**Reading passage:**
——
Four internationally renowned academic medical centers have joined forces to look at what happens to cells after the heart restarts following cardiac arrest.
Virginia Commonwealth University, Beth Israel-Deaconess/Harvard University, the University of Pittsburgh and the University of Pennsylvania have created the National Post-Arrest Research Consortium (NPARC).
“Most large, single institutions treat approximately 10 to 12 patients a year. As the regional referral center for cardiac arrest treatment and Level I Trauma Center, VCU Medical Center treats about 70 or 80 post-arrest patients annually,” said Dr. Mary Ann Peberdy, professor of internal medicine and emergency medicine at VCU. “The three other consortium members are similar to us in terms of treatments and patient volumes.”
All four academic medical centers belong to a larger consortium that was created through the Clinical and Translational Research Award (CTSA) program from the National Institutes of Health (NIH).
In 2010, VCU received a $20 million CTSA grant from the NIH to become part of the nationwide consortium of 60 institutions. These institutions, including VCU through its Center for Clinical and Translational Research, seek to advance science and foster partnerships to speed innovation and accelerate laboratory discoveries into treatments for patients.
“We’ve partnered with these three institutions to create a comprehensive consortium to do collaborative research on post-cardiac arrest patients to obtain a better understanding of post-arrest physiology and reperfusion injury, and to ultimately improve outcomes over hypothermia treatment alone,” said Peberdy.
Therapeutic hypothermia lowers the body temperature of a patient suffering from cardiac arrest as quickly as possible to stabilize physiological functions in an effort to reduce the damage to the brain and other vital organs. Comprehensive post-arrest treatment continues to evolve by implementing new science as soon as it is available so that patients receive the very latest in quality treatment for cardiac arrest.
——
**Exercise objective:**
Continue the article on the post-cardiac arrest research consortium from its last sentence.
——
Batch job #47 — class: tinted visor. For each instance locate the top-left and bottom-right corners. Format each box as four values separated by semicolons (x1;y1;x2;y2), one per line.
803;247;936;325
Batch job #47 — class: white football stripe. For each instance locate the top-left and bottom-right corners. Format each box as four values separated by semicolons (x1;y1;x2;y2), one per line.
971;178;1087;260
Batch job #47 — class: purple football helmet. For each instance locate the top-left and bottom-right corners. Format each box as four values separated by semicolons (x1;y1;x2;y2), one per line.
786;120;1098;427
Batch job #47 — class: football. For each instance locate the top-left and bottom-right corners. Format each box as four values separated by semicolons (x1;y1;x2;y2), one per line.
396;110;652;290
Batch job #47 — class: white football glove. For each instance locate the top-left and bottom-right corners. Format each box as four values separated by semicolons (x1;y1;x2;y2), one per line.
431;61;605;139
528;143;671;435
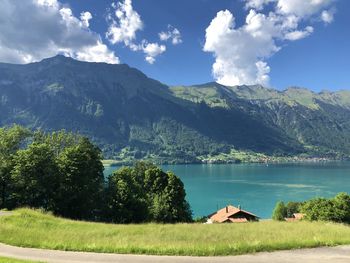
——
**Result of this exercise:**
“There’s so much that’s still unknown about what happens to cellular mechanisms after the heart restarts following cardiac arrest,” said Peberdy, the lead investigator of the study that is funded through a CTSA supplemental grant from the NIH. “Our four institutions are working together on a current study called Characteristics of Mitochondrial Injury after Cardiac Arrest, or COMICA.”
A variety of physiological changes occur after cardiac arrest. When the heart arrests, there’s no blood flowing through body. When the heart restarts and blood begins to flow again, it kicks off a cascade of cellular mitochondrial injury that is responsible for the subsequent death and disability in patients who initially survive a cardiac arrest.
“If we understand this process better, we may be able to improve treatment for cardiac arrest patients,” Peberdy said.
The current study is scheduled to be completed in March 2012. The newly formed NPARC is applying for additional funding from the NIH and plans to continue serial translational research projects to further the understanding of post-arrest physiology and improve outcomes after cardiac arrest.